[[ Input data open ]]
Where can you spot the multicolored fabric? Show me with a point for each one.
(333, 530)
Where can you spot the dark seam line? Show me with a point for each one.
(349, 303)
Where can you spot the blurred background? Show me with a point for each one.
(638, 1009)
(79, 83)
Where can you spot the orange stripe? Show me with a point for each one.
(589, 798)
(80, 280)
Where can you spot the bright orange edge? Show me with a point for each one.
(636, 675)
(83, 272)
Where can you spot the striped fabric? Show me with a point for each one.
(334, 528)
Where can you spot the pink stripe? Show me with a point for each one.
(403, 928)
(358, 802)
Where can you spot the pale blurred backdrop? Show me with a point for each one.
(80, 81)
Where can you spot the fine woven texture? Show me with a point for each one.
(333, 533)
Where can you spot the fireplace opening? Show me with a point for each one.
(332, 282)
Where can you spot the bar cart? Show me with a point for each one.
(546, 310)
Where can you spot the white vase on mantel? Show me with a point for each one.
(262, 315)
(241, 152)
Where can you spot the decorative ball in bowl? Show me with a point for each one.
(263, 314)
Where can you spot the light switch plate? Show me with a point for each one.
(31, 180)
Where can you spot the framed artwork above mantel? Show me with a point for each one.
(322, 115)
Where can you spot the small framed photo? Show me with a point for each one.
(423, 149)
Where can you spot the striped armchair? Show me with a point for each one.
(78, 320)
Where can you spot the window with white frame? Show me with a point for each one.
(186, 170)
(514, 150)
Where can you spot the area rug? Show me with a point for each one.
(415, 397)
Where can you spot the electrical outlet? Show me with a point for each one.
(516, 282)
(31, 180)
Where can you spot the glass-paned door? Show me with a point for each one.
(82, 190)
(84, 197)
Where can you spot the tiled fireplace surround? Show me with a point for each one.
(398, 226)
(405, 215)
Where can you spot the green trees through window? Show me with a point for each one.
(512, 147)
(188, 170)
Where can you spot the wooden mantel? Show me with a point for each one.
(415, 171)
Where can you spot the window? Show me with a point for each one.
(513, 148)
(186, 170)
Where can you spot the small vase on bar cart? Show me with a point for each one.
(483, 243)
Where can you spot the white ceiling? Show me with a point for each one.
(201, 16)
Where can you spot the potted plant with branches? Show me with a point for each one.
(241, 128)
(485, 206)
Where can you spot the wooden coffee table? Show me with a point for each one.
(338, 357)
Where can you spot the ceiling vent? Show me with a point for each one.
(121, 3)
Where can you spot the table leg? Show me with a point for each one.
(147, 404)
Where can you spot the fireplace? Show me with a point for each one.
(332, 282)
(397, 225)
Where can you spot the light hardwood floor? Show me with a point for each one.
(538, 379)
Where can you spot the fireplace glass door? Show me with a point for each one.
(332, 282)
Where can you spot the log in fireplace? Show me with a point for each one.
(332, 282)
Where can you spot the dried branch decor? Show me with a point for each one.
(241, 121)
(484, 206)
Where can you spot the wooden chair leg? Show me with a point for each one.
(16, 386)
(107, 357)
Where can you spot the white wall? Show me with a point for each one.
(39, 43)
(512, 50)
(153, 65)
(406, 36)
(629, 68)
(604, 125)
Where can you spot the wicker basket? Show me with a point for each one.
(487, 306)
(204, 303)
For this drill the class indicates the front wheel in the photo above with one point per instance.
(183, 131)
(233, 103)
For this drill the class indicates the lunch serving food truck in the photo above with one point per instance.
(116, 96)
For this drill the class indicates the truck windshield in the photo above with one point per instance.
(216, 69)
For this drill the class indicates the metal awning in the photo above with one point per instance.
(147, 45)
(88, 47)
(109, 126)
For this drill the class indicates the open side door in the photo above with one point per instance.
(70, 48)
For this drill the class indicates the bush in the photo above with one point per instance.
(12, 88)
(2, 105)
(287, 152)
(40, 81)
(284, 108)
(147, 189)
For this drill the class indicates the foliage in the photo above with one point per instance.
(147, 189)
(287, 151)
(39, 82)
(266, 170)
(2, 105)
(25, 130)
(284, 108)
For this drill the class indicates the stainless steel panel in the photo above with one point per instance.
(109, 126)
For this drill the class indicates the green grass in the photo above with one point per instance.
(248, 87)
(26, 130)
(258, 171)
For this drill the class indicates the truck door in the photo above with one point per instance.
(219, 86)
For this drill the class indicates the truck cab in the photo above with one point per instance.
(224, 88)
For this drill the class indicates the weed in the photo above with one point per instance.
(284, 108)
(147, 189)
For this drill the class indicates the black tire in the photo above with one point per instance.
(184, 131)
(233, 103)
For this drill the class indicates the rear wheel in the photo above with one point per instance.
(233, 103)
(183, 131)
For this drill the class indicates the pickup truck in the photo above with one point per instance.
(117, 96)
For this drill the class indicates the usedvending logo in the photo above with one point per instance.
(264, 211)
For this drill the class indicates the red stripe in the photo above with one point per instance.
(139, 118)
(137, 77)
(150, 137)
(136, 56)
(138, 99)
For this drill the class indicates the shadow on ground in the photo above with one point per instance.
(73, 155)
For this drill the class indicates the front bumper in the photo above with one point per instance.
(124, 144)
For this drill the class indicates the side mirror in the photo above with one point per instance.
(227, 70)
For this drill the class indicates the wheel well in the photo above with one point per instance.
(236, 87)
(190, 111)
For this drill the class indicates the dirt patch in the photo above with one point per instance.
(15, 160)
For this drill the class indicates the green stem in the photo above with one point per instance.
[[ Input data closed ]]
Task description
Print out all the entries precisely as written.

Answer for the task
Where can you spot the multicolored fabric? Show me with a point for each one.
(333, 530)
Where can you spot the dark seam line? Show me with a point for each one.
(349, 303)
Where can you spot the blurred background? Show me with a point for each one.
(638, 1009)
(79, 83)
Where can you spot the orange stripe? Show me with a point for each one.
(589, 798)
(80, 280)
Where can you spot the bright orange edge? Show me with a point for each one.
(636, 675)
(83, 272)
Where can you spot the striped fabric? Show me with a point for each one.
(334, 528)
Where can you spot the pink stripe? Show me with a point for each one.
(403, 928)
(358, 802)
Where can you spot the pale blurred backdrop? Show me with a point for each one.
(80, 81)
Where can you spot the fine woven texture? Show me with a point for each one.
(333, 533)
Where can you spot the fireplace opening? Show me with a point for each one.
(332, 282)
Where can you spot the bar cart? Show me with a point for each one.
(546, 310)
Where can you spot the white vase on mantel? Show me with a point for each one.
(262, 315)
(241, 152)
Where can you spot the decorative ball in bowl? Show me with a point for each one.
(263, 314)
Where can you spot the light switch plate? Show me with a point for each one.
(31, 180)
Where can you spot the framed artwork above mantel? Show me with a point for each one.
(322, 115)
Where can you spot the small framed photo? Show me with a point for each one.
(423, 149)
Where can you spot the striped armchair? Show me with a point for each one.
(78, 320)
Where can you spot the window with white frame? Show me with a point for each one.
(186, 170)
(514, 150)
Where can you spot the area rug? Show me with a point for each one.
(415, 397)
Where can you spot the electrical outlet? Show me with a point for each one.
(516, 282)
(31, 180)
Where can you spot the glass-paned door? Show me with a point for each one.
(82, 190)
(84, 197)
Where can you spot the tiled fireplace surround? Show me with a point for each one.
(398, 226)
(405, 215)
Where can you spot the green trees through window? Show me with a point for each one.
(512, 147)
(188, 170)
Where can you spot the wooden mantel? Show me with a point for each one.
(415, 171)
Where can you spot the window? Show me with a point for each one.
(513, 148)
(186, 170)
Where can you spot the small vase on bar cart? Show me with a point for each one.
(483, 243)
Where can you spot the white ceiling? Show me with a point for each one.
(201, 16)
Where can you spot the potted plant with branches? Show me with a point for each one.
(241, 128)
(485, 206)
Where can you spot the wooden coffee table? Show me with a point for each one.
(338, 357)
Where can you spot the ceiling vent? Show me with a point for each one.
(121, 3)
Where can you spot the table leg? Show me with a point for each one.
(147, 404)
Where can you spot the fireplace? Show me with a point for each one.
(332, 282)
(397, 225)
Where can you spot the light hardwood floor? Show me with a point for each one.
(538, 379)
Where can you spot the fireplace glass door? Show me with a point for each one.
(332, 282)
Where can you spot the log in fireplace? Show me with a point for each one.
(332, 282)
Where can you spot the dried branch decor? Show me with a point for each one.
(241, 121)
(484, 206)
Where can you spot the wooden chair leg? Show me with a point for each one.
(16, 386)
(107, 357)
Where can you spot the white wall? Show me with a point for each one.
(39, 43)
(512, 50)
(153, 65)
(406, 36)
(629, 68)
(604, 125)
Where can you spot the wicker basket? Show me with a point for each one.
(487, 306)
(204, 303)
For this drill the class indicates the front wheel in the photo above with one point per instance.
(183, 131)
(233, 103)
For this drill the class indicates the lunch serving food truck in the photo above with one point per instance.
(116, 96)
For this drill the class indicates the truck windshield in the photo above with one point per instance.
(216, 69)
For this drill the class indicates the metal awning in the photo above with one point per instance.
(147, 45)
(88, 47)
(109, 126)
For this drill the class indicates the open side door in the photo above with one point per instance.
(70, 48)
For this drill the class indicates the bush in the photo above with one point per instance.
(12, 88)
(2, 105)
(287, 152)
(40, 81)
(284, 108)
(147, 189)
For this drill the class indicates the foliage in the photo above with one point per instance.
(147, 189)
(287, 151)
(39, 82)
(266, 170)
(2, 105)
(25, 130)
(284, 108)
For this drill the class indicates the stainless steel panel in the photo above with one point per instance.
(109, 126)
For this drill the class indicates the green grass in the photo above with one point per instance.
(248, 87)
(26, 130)
(258, 171)
For this drill the class indicates the truck door in the photo above with one point per instance.
(219, 86)
For this drill the class indicates the truck cab in the photo above with one point per instance.
(224, 88)
For this drill the class indicates the weed in the photo above with one point per instance.
(284, 108)
(147, 189)
For this drill the class indicates the black tire in the photo above with one point per instance.
(184, 131)
(233, 103)
For this drill the class indicates the rear wheel in the photo above with one point per instance.
(233, 103)
(183, 131)
For this drill the class indicates the pickup truck in the photo above with one point per instance.
(117, 96)
For this drill the class indicates the usedvending logo in the photo above with one point per instance.
(264, 211)
For this drill the class indicates the red stripe in the photo above with one point per instance.
(139, 118)
(137, 77)
(150, 137)
(136, 56)
(138, 99)
For this drill the class indicates the shadow on ground in the photo above with one point per instance.
(73, 155)
For this drill the class indicates the front bumper in the photo above with one point per instance.
(124, 144)
For this drill the class indicates the side mirror in the photo above with one point per instance.
(227, 70)
For this drill the class indicates the wheel well in the photo above with one point per instance.
(236, 87)
(190, 111)
For this drill the class indicates the dirt patch in the photo above with one point per instance.
(15, 160)
For this drill the class indicates the green stem in the photo above with one point per instance.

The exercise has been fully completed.